• Task requirements:
Write a continuation of the review of the Vinyl episode "Cyclone" below, starting right after its last sentence.

── Text passage ──

“Cyclone” is the most trying episode of Vinyl yet for anyone less than fascinated with Bobby Cannavale’s Richie Finestra. He spends the entire episode running around out of his mind on coke — a drug he has still not learned how to snort properly despite the hundreds of thousands of dollars in volume — with a minor character who had previously appeared in precisely one scene. Richie tries to have sex with the redheaded receptionist (in his customary bathroom doggystyle stare-at-himself-in-the-mirror move), only to be thwarted by coke dick. Richie unsuccessfully tries to bully Kip into picking a random replacement lead guitarist. Richie assaults Andy Warhol outside Max’s. Richie hotwires and steals a car. Richie scares a Jewish family. Richie scandalizes another Jewish family — Zak’s, at his daughter’s bat mitzvah — and is physically ejected. This litany of embarrassments is compounded by the wild grasping by Cannavale for any textual terra firma, any sense of a character with any substance to him at all beyond “guy on a bender.” There is none. It is painful to watch an actor of his caliber as bereft of any playable material. He is utterly lost, and it’s not even possible to sympathize really, because all through this business, the one dimension to Richie as a character — at all — is that he is such a fucking asshole.
But that’s not even the worst part about “Cyclone”. The worst part is that Ernst, Richie’s faithful bender buddy and drawling Teutonic comic relief, is a hallucination. Some years back, Richie crashed a car carrying Devon, Ingrid and Ernst in Coney Island, killing Ernst and leading to Richie’s vow of sobriety. So, somehow after killing Buck Rogers in the pilot, the guilt of killing Ernst led Richie to start doing drugs again, but the memory of killing Ernst leads him to stop doing drugs. The amount of subjective time wasted watching Richie consume drugs the last few episodes felt like 12 seasons of torturous morass. To think all it took to end the nightmare was a hallucinated Brian Jones-looking character with a fake German accent.

───
── Recorded information ──

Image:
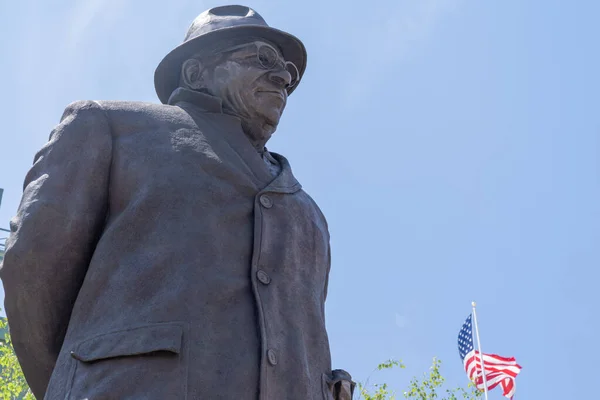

───

• Answer to this exercise:
There were, despite the florid complaint above, some striking moments in “Cyclone”. One is the extraordinary scene, like a three-minute remake of Jacques Rivette’s La Belle Noiseuse, in which Olivia Wilde’s Devon returns to modeling. The glass-is-half-empty take on this is that any scene without Richie is Vinyl at its best, but rather than dwell on negativity, I’d rather hold up this scene as a serene, if hermetically discrete, moment from the show as a whole — unbothered lingering on the beauty of the human body. If only Devon were the main character.
This is, more in this episode than any other, the takeaway from Vinyl: there are at least three other complete television shows elbowing each other out of the way for subplot room, all of which are preferable to the status quo. The story about Lester recovering from the brutality of the music business to be the midwife of hip-hop. The story about Juno Temple’s character (so underused I forgot her name was Jamie until I looked it up) accidentally stumbling onto the birth of punk. Devon’s story. Zak’s story. Hell, the story about how Caspar the A&R guy gets to fuck ABBA. Anything but Richie. Hopefully now that he’s sober again, he’ll get to actually have character traits.
Danny Bowes (@bybowes) is an artist and critic whose film and TV writing has appeared in Premiere, Tor.com, The Atlantic, Indiewire, Yahoo! Movies, RogerEbert.com, Salt Lake City Weekly, and The A.V. Club.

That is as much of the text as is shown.